- [AIM]: Emit only the lines from the line containing "Thank you for the photo. Please point out the hand" through the last line of the entries, unchanged.
◇ ◇ ◇ ◇ ◇ ◇ ◇
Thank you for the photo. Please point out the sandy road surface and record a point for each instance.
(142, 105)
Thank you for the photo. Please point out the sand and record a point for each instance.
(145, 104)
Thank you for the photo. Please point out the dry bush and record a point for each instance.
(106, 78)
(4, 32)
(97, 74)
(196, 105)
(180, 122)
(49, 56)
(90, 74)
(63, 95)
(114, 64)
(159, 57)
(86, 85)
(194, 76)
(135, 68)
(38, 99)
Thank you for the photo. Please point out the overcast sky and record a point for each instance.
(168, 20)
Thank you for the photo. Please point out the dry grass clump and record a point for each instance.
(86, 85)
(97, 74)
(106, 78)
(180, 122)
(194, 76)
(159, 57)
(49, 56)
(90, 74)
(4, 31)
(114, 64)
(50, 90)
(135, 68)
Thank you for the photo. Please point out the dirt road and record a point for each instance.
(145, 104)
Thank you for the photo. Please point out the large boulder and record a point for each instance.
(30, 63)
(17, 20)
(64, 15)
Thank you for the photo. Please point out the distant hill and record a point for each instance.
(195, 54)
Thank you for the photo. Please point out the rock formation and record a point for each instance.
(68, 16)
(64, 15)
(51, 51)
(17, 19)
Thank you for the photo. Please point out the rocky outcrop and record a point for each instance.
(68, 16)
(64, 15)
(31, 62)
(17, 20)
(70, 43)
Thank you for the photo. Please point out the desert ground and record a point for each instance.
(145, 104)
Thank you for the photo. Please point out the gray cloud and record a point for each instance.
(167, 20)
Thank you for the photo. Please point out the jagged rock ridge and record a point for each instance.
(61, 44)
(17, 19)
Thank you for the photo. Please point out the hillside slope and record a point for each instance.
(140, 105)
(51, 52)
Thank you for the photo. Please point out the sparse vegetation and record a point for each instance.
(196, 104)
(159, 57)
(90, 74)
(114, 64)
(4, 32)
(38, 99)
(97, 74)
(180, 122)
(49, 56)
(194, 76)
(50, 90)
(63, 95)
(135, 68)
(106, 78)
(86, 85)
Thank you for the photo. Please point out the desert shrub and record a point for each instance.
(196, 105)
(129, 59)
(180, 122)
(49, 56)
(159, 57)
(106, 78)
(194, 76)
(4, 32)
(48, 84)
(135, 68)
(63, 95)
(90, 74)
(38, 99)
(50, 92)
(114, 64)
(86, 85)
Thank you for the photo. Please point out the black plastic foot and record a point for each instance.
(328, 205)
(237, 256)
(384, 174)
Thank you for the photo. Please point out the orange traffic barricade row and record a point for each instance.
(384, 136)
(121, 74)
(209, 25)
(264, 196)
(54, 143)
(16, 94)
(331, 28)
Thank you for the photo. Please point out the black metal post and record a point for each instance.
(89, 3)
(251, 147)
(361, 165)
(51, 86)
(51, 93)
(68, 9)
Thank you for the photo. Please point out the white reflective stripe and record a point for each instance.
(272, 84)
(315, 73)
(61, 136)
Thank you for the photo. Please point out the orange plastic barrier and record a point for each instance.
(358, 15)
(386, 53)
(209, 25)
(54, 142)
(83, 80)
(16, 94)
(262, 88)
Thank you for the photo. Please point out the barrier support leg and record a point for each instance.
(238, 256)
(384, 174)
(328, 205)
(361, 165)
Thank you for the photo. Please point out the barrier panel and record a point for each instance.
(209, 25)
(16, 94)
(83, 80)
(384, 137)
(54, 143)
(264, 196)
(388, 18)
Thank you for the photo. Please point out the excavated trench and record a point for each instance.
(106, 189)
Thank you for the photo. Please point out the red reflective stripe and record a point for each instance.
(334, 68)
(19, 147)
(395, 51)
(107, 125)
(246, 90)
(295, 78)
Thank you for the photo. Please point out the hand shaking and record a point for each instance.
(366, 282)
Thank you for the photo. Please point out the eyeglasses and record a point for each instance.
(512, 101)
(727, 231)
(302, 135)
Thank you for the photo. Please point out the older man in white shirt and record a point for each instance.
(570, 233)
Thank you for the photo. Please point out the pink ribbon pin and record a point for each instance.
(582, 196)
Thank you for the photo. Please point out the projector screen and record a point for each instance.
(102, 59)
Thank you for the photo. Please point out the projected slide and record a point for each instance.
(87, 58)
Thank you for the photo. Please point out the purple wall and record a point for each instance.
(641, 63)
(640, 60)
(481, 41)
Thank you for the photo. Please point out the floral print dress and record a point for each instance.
◇ ◇ ◇ ◇ ◇ ◇ ◇
- [TASK SOLUTION]:
Thank you for the photo. Please point out the hand shaking and record a point for each instance.
(366, 282)
Thank you for the photo. Please point out the eyeglasses and record a point for each instance.
(512, 101)
(727, 231)
(302, 135)
Thank you for the photo. Please point out the older man in white shirt and record a point for each instance.
(570, 233)
Thank you for the photo. Please point out the pink ribbon pin and record a point for each instance.
(582, 196)
Thank you for the photo. Please point out the projector screen and record a point for each instance.
(102, 59)
Thank you for the photo. Please point out the projected slide and record a point for each instance.
(87, 58)
Thank you for the photo. Please point out the purple wall and record a point for each instance.
(641, 63)
(640, 60)
(481, 41)
Thank you for the photo. Please point out the floral print dress and record a point for each instance.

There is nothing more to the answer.